Task brief: Copy every line of the records below word for word, leaving out the pictures.

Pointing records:
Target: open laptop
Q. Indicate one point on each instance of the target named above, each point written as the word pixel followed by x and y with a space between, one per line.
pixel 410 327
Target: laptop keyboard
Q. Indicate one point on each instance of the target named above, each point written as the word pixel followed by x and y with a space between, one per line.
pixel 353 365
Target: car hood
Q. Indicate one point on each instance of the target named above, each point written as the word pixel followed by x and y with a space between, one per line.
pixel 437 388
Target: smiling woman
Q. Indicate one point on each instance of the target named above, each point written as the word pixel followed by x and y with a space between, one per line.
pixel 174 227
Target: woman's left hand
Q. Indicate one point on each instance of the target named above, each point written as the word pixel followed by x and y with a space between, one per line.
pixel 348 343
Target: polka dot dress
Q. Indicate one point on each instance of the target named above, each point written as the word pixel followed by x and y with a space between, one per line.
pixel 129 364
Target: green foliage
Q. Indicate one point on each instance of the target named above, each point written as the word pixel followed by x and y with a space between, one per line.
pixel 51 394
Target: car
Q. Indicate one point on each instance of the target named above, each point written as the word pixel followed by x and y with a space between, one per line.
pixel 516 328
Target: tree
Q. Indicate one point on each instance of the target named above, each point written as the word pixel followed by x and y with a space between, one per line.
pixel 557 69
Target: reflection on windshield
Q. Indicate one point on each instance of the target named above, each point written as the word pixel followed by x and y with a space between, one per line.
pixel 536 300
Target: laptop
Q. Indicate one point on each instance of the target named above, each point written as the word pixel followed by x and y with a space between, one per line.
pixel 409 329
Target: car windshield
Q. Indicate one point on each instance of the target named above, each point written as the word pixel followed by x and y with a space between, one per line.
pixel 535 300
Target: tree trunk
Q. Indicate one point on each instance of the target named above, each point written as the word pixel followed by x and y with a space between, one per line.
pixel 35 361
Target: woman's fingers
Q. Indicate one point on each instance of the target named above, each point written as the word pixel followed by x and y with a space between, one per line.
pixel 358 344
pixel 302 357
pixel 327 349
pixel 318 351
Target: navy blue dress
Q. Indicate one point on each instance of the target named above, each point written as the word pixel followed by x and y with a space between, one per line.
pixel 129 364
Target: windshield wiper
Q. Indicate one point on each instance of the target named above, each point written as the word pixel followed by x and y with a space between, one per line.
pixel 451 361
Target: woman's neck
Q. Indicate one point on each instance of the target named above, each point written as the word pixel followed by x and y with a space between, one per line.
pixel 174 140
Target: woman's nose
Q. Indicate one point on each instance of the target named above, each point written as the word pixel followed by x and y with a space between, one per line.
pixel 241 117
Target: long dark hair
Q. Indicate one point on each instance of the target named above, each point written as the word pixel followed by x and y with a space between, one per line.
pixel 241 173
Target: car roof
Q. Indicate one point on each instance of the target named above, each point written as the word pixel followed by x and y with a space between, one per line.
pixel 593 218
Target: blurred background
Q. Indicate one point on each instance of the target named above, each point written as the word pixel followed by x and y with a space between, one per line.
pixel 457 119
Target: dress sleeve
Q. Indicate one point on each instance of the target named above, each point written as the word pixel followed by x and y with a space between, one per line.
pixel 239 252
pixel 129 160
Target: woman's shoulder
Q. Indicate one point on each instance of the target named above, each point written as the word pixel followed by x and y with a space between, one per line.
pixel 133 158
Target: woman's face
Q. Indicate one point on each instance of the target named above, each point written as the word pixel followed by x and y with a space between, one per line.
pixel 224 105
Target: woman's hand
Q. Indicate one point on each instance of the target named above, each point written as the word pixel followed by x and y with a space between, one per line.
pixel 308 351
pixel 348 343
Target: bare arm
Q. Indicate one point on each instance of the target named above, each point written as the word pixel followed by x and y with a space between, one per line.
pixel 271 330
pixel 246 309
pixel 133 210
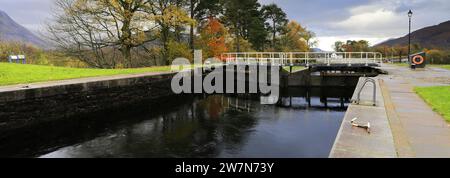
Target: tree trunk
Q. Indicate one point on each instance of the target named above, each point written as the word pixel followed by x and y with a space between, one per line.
pixel 274 34
pixel 191 37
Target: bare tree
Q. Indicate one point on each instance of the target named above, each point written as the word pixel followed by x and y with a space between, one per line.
pixel 101 32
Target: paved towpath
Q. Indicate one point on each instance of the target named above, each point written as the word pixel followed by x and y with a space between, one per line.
pixel 418 131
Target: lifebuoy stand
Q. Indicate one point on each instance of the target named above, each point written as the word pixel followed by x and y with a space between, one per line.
pixel 418 60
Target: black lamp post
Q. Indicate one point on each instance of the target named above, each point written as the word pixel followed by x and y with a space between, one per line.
pixel 409 36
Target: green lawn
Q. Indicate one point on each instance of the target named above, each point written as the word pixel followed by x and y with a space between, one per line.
pixel 438 98
pixel 21 74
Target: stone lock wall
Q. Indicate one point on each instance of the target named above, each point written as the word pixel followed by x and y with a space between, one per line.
pixel 25 107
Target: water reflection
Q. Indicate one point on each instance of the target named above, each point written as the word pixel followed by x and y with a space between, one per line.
pixel 221 126
pixel 304 123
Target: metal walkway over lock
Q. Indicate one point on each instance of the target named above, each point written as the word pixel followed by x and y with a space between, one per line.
pixel 305 58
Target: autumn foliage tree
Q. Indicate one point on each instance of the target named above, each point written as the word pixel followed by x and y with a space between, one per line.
pixel 293 38
pixel 212 38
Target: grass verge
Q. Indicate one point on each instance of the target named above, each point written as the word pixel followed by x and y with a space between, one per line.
pixel 20 74
pixel 438 98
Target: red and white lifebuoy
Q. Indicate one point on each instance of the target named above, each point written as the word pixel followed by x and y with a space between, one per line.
pixel 418 60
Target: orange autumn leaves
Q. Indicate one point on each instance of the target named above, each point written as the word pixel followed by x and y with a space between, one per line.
pixel 212 38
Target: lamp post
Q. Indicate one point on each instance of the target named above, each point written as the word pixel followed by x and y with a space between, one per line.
pixel 410 13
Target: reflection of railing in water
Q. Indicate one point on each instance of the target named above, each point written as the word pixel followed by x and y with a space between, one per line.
pixel 239 104
pixel 324 102
pixel 247 105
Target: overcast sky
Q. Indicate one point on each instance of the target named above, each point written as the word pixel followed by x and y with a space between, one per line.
pixel 332 20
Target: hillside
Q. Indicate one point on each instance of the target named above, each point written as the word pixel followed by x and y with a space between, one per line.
pixel 12 31
pixel 437 36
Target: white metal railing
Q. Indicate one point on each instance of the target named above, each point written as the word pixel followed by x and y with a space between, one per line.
pixel 303 58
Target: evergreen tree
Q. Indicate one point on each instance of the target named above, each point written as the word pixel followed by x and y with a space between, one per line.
pixel 276 18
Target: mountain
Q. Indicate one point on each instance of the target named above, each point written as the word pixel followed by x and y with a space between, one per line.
pixel 12 31
pixel 433 37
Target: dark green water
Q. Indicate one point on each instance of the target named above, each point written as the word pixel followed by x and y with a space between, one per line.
pixel 201 126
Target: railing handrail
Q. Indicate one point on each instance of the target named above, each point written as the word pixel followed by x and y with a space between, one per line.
pixel 360 89
pixel 288 58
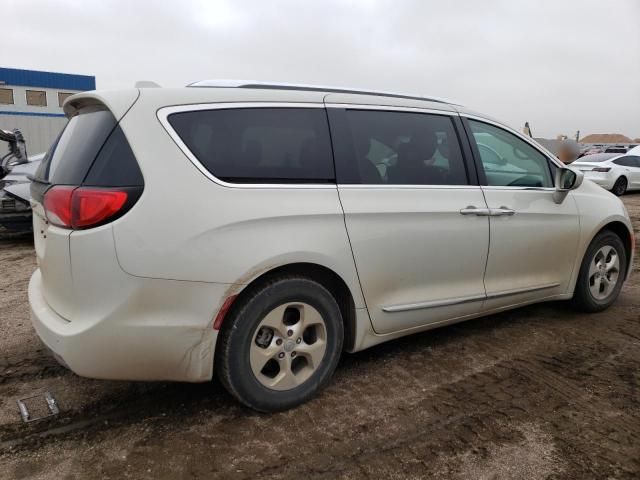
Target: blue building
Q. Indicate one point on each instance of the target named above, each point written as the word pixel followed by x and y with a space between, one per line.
pixel 32 101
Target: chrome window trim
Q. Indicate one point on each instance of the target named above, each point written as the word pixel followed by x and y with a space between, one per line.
pixel 392 108
pixel 386 186
pixel 467 299
pixel 163 116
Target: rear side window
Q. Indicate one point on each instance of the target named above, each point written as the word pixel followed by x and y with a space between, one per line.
pixel 399 148
pixel 93 150
pixel 259 145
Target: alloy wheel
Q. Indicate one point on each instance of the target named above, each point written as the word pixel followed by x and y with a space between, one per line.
pixel 288 346
pixel 604 270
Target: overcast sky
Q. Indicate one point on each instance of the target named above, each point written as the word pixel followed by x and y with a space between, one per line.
pixel 562 65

Exercise solution:
Target: open laptop
Q. Indicate one point on each instance of the target named above, each point written as the word pixel followed by x and y with a space between, one per line.
pixel 410 327
Target: laptop keyboard
Q. Indicate one point on each instance of the target named above, each point written as the word pixel followed by x and y with a space between, one per line.
pixel 353 365
Target: car hood
Q. Indicate one point on each instance of the target named above, each point written as the word pixel followed by x and y with a space between, one per line.
pixel 437 388
Target: smiling woman
Q. Indicate one point on each instance of the target named above, each point written as the word pixel followed by x and y with a space between, one per line.
pixel 174 227
Target: woman's left hand
Q. Indicate one point on each instance of the target named above, each point written as the word pixel followed by x and y with a space between, one per line.
pixel 348 343
Target: polka dot dress
Q. Indicate one point on each instance of the target named above, each point written as the word pixel followed by x and y with a space between, one per line.
pixel 129 364
Target: green foliage
Q. Indicate one point on each instance of the target named above, each point written as the word pixel followed by x and y with a space between, one per line.
pixel 51 394
Target: car
Q. Indicate one point on each instance of the target named above, each point written as the word pixel followed by x and y with a space between, one per line.
pixel 516 328
Target: tree
Q. Indicate one point on each instance of the target named above, each point written as the word pixel followed by x and y with a space between, one per line.
pixel 557 69
Target: reflection on windshield
Q. Indicate one point on each instance of the target named above, each point written as the word pixel followed by x and y with a space between, one per line.
pixel 536 300
Target: laptop
Q. Indicate one point on each instance of the target named above, each point written as the word pixel followed by x and y with a space between, one per line.
pixel 409 329
Target: car windshield
Q. Indicate one point on each instance of the target named above, each point written as the word pixel followed by x and y with a space between, one per line.
pixel 535 300
Target: tree trunk
Q. Indicate one point on each instance of the target named above, each point written as the word pixel followed by x and y with a space between, one per line.
pixel 35 361
Target: woman's fingers
Q. Indicate one point on each instance of the target named above, each point written as the word pixel followed by x and y with a space between, one per line.
pixel 358 344
pixel 302 357
pixel 327 349
pixel 318 351
Target: navy blue dress
Q. Indicate one point on each instance of the target named above, each point written as the word pixel followed by x and y with a space between, one per line.
pixel 129 364
Target: windshield wiper
Q. Indicate one point on each instance of the target named above, each point written as the word pixel followed by x and y with a space between, one per line.
pixel 451 361
Target: woman's neck
Q. Indicate one point on each instance of the target named above, each point written as the word pixel followed by x and y with a space between, one per line.
pixel 174 140
Target: woman's nose
Q. Indicate one point on each instance of the target named above, each point written as the word pixel followed by x and y with a space between, one per line.
pixel 241 117
Target: long dark hair
Q. Indicate one point on each instance of the target named above, each point written as the word pixel followed by x and y with a space between, one per line.
pixel 241 173
Target: car roof
Q. Indicate one point on each instance of the target named above, each point written as the word pixel followed by x and y with a space between, one per line.
pixel 593 218
Target: blurred background
Q. Indicate one point on each instance of the target named above, each point written as the word pixel followed by x and y with a space between, one per line.
pixel 457 119
Target: dress sleeve
Q. Indicate one point on each instance of the target named above, each point written as the word pixel followed by x and y with a space between, one per line.
pixel 239 252
pixel 129 160
Target: woman's shoulder
Q. Indicate one point on each instance of the target named above, each point written as the word pixel followed by x and y with a space between, one per line.
pixel 133 158
Target: woman's face
Q. Indicate one point on each instance of the target named above, each point written as the word pixel followed by x and y with a space between, one per line.
pixel 224 105
Target: woman's hand
Q. Indicate one point on each instance of the target named above, each point written as the word pixel followed by x and y with a space between, one per line.
pixel 308 351
pixel 348 343
Target: bare arm
Q. Indicate one point on each instance of the target named above, each point written as the word pixel followed by x and y with a space between, one per line.
pixel 271 330
pixel 246 309
pixel 133 210
Target: tree trunk
Q. Indicate one point on each instance of the target named above, each point written as the word pixel followed by x and y with a space between, one per line.
pixel 274 34
pixel 191 37
Target: bare tree
Q. Indicate one point on each instance of the target named above, each point written as the word pixel followed by x and y with a space between, one per line.
pixel 101 32
Target: paved towpath
Q. Indicate one point on each instance of the target named above, each point written as the word pixel followed by x and y with a space between, one per line.
pixel 418 131
Target: lifebuoy stand
Q. Indicate one point on each instance of the target named above, each point written as the word pixel followed by x and y with a space between, one per line.
pixel 418 60
Target: black lamp post
Q. Indicate one point on each instance of the target named above, each point written as the word pixel followed by x and y with a space between, one per line.
pixel 409 36
Target: green lawn
Q. Indicate one point on each instance of the target named above, each point written as the word pixel followed by x and y with a space between, one per line.
pixel 438 98
pixel 21 74
Target: stone lock wall
Q. Indicate one point on each instance of the target named above, each point written as the word pixel followed by x and y with a space between, one per line.
pixel 25 107
Target: water reflection
Q. Indicate one point on each instance of the target named above, each point written as the word pixel followed by x and y with a space between, one per line.
pixel 221 126
pixel 304 123
Target: metal walkway over lock
Q. Indicate one point on each instance of the target named above, each point written as the word pixel followed by x and y with a space between, one per line.
pixel 305 58
Target: autumn foliage tree
Q. Indicate one point on each instance of the target named above, each point written as the word pixel followed by x and y with a space between, one per line.
pixel 293 38
pixel 212 38
Target: grass verge
Q. Indicate one point on each instance of the target named above, each point written as the word pixel followed by x and y with a space between, one per line.
pixel 20 74
pixel 438 98
Target: red and white lifebuoy
Q. Indicate one point on each instance of the target named above, each point written as the word pixel followed by x and y with a space between, one per line.
pixel 418 60
Target: orange autumn leaves
Q. Indicate one point on each instance of the target named above, each point written as the word pixel followed by x and y with a space between, one per line.
pixel 212 38
Target: lamp post
Q. Indicate one point on each instance of the target named above, each point written as the word pixel followed by x and y with a space between, one per line.
pixel 410 13
Target: reflection of railing in water
Q. Indicate one point on each instance of the target named above, each point written as the word pixel followed by x and y with a space between, one per line.
pixel 239 104
pixel 324 102
pixel 247 105
Target: overcast sky
Q. Indicate one point on each instance of the target named above, each point written as the word pixel followed by x and y with a space between, one per line.
pixel 332 20
Target: hillside
Q. Indicate one point on each instance of the target named above, each point written as the word pixel followed by x and y with a space between, one per line.
pixel 12 31
pixel 437 36
Target: white metal railing
Q. Indicate one point on each instance of the target named above, each point written as the word pixel followed by x and y with a space between, one per line.
pixel 303 58
Target: evergreen tree
Q. Indicate one point on each instance of the target named above, each point written as the word pixel followed by x and y with a space between, one per line.
pixel 276 18
Target: mountain
Q. Indicate one point on each instance of the target named above, each point written as the word pixel followed by x and y with a space between, one per line.
pixel 12 31
pixel 433 37
Target: dark green water
Q. Indicate one point on each instance of the target named above, each point written as the word pixel followed by x and y with a space between, one per line.
pixel 201 126
Target: railing handrail
Q. Indicate one point on each instance of the target named above, each point written as the word pixel followed by x and y with a space between, one per line.
pixel 360 89
pixel 288 58
Target: blue building
Q. Indicate one point on each instance of the target named above, each point written as the word pixel followed by x and y with a space between, one per line.
pixel 32 101
Target: chrome window trim
Q. Indicate one point on each instance of the target named above, each point written as the word pixel followed by x and y with a space between, one per line.
pixel 392 108
pixel 386 186
pixel 467 299
pixel 163 116
Target: rear side window
Q. Indicate one point on each instance of the target named above, each point written as the word pixel followed by x and y with a space between, one per line.
pixel 399 148
pixel 93 150
pixel 259 145
Target: alloy wheel
Q. Indicate one point on each instance of the target named above, each point written as the word pixel followed by x and y with a space between, one per line.
pixel 288 346
pixel 604 270
Target: overcast sky
Q. Indicate one point on each instance of the target named above, each point written as the word pixel followed by x and y with a space between, one per line.
pixel 562 65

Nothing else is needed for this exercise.